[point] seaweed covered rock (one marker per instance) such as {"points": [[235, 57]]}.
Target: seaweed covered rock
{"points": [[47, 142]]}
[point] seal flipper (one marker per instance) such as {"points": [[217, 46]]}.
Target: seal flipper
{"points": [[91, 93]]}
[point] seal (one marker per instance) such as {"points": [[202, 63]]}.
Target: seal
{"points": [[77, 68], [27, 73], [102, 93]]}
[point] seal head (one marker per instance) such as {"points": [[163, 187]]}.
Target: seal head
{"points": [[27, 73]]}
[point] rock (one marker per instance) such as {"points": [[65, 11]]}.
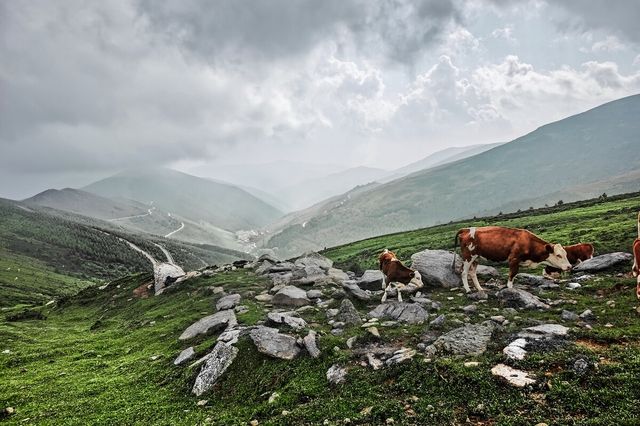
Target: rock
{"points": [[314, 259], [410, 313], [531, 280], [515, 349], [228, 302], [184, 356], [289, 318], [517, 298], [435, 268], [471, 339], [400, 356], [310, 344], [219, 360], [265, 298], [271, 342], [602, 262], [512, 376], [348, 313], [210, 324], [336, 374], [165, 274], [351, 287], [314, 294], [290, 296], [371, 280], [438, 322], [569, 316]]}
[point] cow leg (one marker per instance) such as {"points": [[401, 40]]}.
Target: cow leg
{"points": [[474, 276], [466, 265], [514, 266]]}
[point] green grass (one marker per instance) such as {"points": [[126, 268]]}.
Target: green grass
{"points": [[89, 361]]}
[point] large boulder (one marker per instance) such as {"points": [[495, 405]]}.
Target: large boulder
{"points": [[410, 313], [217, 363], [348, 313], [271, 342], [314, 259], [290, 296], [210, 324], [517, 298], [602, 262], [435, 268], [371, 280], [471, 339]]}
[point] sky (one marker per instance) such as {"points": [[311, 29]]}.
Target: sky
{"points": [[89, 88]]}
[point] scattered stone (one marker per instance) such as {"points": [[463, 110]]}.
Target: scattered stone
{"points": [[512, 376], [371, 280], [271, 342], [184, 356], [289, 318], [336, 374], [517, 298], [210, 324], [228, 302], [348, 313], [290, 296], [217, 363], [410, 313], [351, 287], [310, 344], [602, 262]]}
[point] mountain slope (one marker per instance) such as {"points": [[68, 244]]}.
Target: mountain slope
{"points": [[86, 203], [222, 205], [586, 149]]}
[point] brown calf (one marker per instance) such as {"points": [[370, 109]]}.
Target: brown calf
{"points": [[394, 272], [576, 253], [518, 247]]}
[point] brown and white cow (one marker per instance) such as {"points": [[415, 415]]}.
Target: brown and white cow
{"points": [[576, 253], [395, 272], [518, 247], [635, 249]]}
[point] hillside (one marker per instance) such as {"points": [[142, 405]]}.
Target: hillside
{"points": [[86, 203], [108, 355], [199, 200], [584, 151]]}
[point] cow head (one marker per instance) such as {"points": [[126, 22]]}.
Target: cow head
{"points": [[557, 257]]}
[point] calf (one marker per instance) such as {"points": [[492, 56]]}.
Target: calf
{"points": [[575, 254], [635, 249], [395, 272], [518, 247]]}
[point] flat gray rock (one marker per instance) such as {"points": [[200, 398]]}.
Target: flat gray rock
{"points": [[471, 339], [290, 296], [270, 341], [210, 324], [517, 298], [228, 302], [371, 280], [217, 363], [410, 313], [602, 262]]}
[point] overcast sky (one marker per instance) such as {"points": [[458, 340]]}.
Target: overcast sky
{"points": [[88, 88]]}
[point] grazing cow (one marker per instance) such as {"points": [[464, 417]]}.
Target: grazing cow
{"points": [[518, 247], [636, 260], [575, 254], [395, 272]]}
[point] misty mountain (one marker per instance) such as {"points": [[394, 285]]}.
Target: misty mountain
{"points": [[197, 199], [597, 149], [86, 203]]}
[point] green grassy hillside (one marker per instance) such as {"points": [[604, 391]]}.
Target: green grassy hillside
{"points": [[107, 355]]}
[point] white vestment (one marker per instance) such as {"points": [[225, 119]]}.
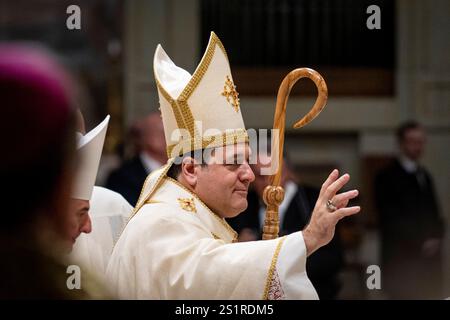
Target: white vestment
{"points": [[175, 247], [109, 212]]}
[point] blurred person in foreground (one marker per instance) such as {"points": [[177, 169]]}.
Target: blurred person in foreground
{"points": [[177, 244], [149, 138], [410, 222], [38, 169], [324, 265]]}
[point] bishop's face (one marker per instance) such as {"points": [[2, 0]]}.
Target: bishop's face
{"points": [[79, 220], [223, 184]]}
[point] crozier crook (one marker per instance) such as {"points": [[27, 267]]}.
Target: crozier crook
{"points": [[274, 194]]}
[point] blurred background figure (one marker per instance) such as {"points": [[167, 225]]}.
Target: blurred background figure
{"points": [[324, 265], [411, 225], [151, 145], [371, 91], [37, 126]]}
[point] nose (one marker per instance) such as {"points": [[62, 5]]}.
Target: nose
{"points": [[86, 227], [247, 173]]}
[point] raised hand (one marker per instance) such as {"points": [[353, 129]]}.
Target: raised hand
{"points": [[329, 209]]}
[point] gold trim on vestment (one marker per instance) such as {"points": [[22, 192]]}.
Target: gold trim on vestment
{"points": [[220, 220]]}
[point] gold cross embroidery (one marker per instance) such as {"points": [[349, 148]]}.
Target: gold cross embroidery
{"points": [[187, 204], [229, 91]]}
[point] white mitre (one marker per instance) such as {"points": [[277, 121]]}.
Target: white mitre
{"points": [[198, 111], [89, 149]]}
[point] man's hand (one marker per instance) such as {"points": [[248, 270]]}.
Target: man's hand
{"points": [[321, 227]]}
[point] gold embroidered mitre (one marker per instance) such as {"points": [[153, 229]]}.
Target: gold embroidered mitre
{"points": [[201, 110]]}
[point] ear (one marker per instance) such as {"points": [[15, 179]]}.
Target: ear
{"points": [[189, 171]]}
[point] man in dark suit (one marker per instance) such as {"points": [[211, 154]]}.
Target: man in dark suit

=====

Requirements
Convert all of the data above into a Markdown table with two columns, Row and Line, where each row holds a sequential number and one line of the data. Omit blank lines and leave the pictures out.

Response for this exercise
| Row | Line |
|---|---|
| 1 | [point] seaweed covered rock (one marker per instance) such as {"points": [[235, 57]]}. |
| 2 | Target: seaweed covered rock |
| 3 | {"points": [[47, 142]]} |
| 4 | [point] seal flipper (one marker per instance) such as {"points": [[217, 46]]}. |
| 5 | Target: seal flipper |
| 6 | {"points": [[91, 93]]} |
| 7 | [point] seal (one marker per instance) such as {"points": [[202, 63]]}. |
| 8 | Target: seal |
| 9 | {"points": [[77, 68], [27, 73], [102, 93]]} |
| 10 | [point] seal head (one marker per instance) such as {"points": [[163, 187]]}. |
| 11 | Target: seal head |
| 12 | {"points": [[27, 73]]} |
| 13 | [point] rock (one marker per instance) such as {"points": [[65, 11]]}. |
| 14 | Target: rock |
| 15 | {"points": [[314, 259], [410, 313], [531, 280], [515, 349], [228, 302], [184, 356], [289, 318], [517, 298], [435, 268], [471, 339], [400, 356], [310, 344], [219, 360], [265, 298], [271, 342], [602, 262], [512, 376], [348, 313], [210, 324], [336, 374], [165, 274], [351, 287], [314, 294], [290, 296], [371, 280], [438, 322], [569, 316]]} |
| 16 | [point] cow leg (one marker per instance) such as {"points": [[401, 40]]}. |
| 17 | Target: cow leg |
| 18 | {"points": [[474, 276], [466, 265], [514, 266]]} |
| 19 | [point] green grass (one marker per instance) such as {"points": [[126, 268]]}. |
| 20 | Target: green grass |
| 21 | {"points": [[89, 361]]} |
| 22 | [point] large boulder (one marker per instance) such as {"points": [[495, 405]]}. |
| 23 | Target: large boulder |
| 24 | {"points": [[410, 313], [217, 363], [348, 313], [271, 342], [314, 259], [290, 296], [210, 324], [517, 298], [602, 262], [435, 268], [371, 280], [471, 339]]} |
| 25 | [point] sky (one marker per instance) such as {"points": [[311, 29]]}. |
| 26 | Target: sky |
| 27 | {"points": [[89, 88]]} |
| 28 | [point] scattered stone (one marker per instance) such as {"points": [[463, 110]]}. |
| 29 | Target: scattered stone |
| 30 | {"points": [[512, 376], [371, 280], [271, 342], [184, 356], [289, 318], [336, 374], [517, 298], [210, 324], [228, 302], [348, 313], [290, 296], [217, 363], [410, 313], [351, 287], [310, 344], [602, 262]]} |
| 31 | [point] mountain slope (one marker per instance) such as {"points": [[68, 244]]}. |
| 32 | Target: mountain slope |
| 33 | {"points": [[86, 203], [222, 205], [586, 149]]} |
| 34 | [point] brown calf (one marker per instance) such as {"points": [[370, 109]]}. |
| 35 | Target: brown calf |
| 36 | {"points": [[394, 272], [576, 253], [518, 247]]} |
| 37 | [point] brown and white cow (one marker per instance) such as {"points": [[415, 415]]}. |
| 38 | Target: brown and white cow |
| 39 | {"points": [[576, 253], [395, 272], [518, 247], [635, 249]]} |
| 40 | [point] hillside (one marker per instance) such as {"points": [[142, 405]]}. |
| 41 | Target: hillside |
| 42 | {"points": [[86, 203], [108, 355], [199, 200], [584, 151]]} |
| 43 | [point] cow head (one marker per instance) such as {"points": [[126, 22]]}. |
| 44 | Target: cow head |
| 45 | {"points": [[557, 257]]} |
| 46 | [point] calf (one marker per instance) such as {"points": [[492, 56]]}. |
| 47 | Target: calf |
| 48 | {"points": [[575, 254], [635, 249], [395, 272], [518, 247]]} |
| 49 | [point] flat gray rock (one marker per instance) such as {"points": [[200, 398]]}. |
| 50 | Target: flat gray rock |
| 51 | {"points": [[471, 339], [290, 296], [270, 341], [210, 324], [517, 298], [228, 302], [371, 280], [217, 363], [410, 313], [602, 262]]} |
| 52 | [point] overcast sky (one marker per instance) such as {"points": [[458, 340]]}. |
| 53 | Target: overcast sky |
| 54 | {"points": [[88, 88]]} |
| 55 | [point] grazing cow (one marker per instance) such as {"points": [[464, 417]]}. |
| 56 | Target: grazing cow |
| 57 | {"points": [[518, 247], [636, 260], [575, 254], [395, 272]]} |
| 58 | [point] misty mountain (one marker per instance) such as {"points": [[394, 285]]}. |
| 59 | Target: misty mountain |
| 60 | {"points": [[197, 199], [597, 149], [86, 203]]} |
| 61 | [point] green grassy hillside (one marker per instance) such as {"points": [[604, 391]]}. |
| 62 | Target: green grassy hillside |
| 63 | {"points": [[107, 355]]} |
| 64 | [point] white vestment (one marker per instance) such as {"points": [[225, 119]]}. |
| 65 | Target: white vestment |
| 66 | {"points": [[175, 247], [109, 212]]} |
| 67 | [point] blurred person in foreground (one marker per instance) such as {"points": [[177, 169]]}. |
| 68 | Target: blurred person in foreground |
| 69 | {"points": [[177, 244], [149, 138], [410, 222], [38, 169], [324, 265]]} |
| 70 | [point] bishop's face (one marker per instance) such as {"points": [[2, 0]]}. |
| 71 | Target: bishop's face |
| 72 | {"points": [[79, 220], [223, 184]]} |
| 73 | [point] crozier crook (one marker per instance) such as {"points": [[27, 267]]}. |
| 74 | Target: crozier crook |
| 75 | {"points": [[274, 194]]} |
| 76 | [point] blurred background figure (one marker per instance) such as {"points": [[167, 225]]}. |
| 77 | Target: blurred background figure |
| 78 | {"points": [[324, 265], [411, 225], [151, 145], [371, 91], [37, 126]]} |
| 79 | [point] nose (one marker per instance) such as {"points": [[62, 5]]}. |
| 80 | Target: nose |
| 81 | {"points": [[86, 227], [247, 173]]} |
| 82 | [point] raised hand (one marker per instance) such as {"points": [[353, 129]]}. |
| 83 | Target: raised hand |
| 84 | {"points": [[329, 209]]} |
| 85 | [point] gold trim on vestment (one marker per instance) such as {"points": [[22, 192]]}. |
| 86 | Target: gold trim on vestment |
| 87 | {"points": [[220, 220]]} |
| 88 | [point] gold cross embroidery (one marker per instance) such as {"points": [[349, 148]]}. |
| 89 | Target: gold cross embroidery |
| 90 | {"points": [[187, 204], [229, 91]]} |
| 91 | [point] white mitre (one marker per instance) such as {"points": [[277, 121]]}. |
| 92 | Target: white mitre |
| 93 | {"points": [[198, 111], [89, 149]]} |
| 94 | [point] man's hand (one marker per instance) such as {"points": [[248, 270]]}. |
| 95 | Target: man's hand |
| 96 | {"points": [[321, 227]]} |
| 97 | [point] gold embroidered mitre (one marker per instance) such as {"points": [[153, 229]]}. |
| 98 | Target: gold embroidered mitre |
| 99 | {"points": [[201, 110]]} |
| 100 | [point] ear (one marker per instance) such as {"points": [[15, 179]]}. |
| 101 | Target: ear |
| 102 | {"points": [[189, 171]]} |
| 103 | [point] man in dark suit (one marker per instance) such as {"points": [[211, 154]]}. |
| 104 | Target: man in dark suit |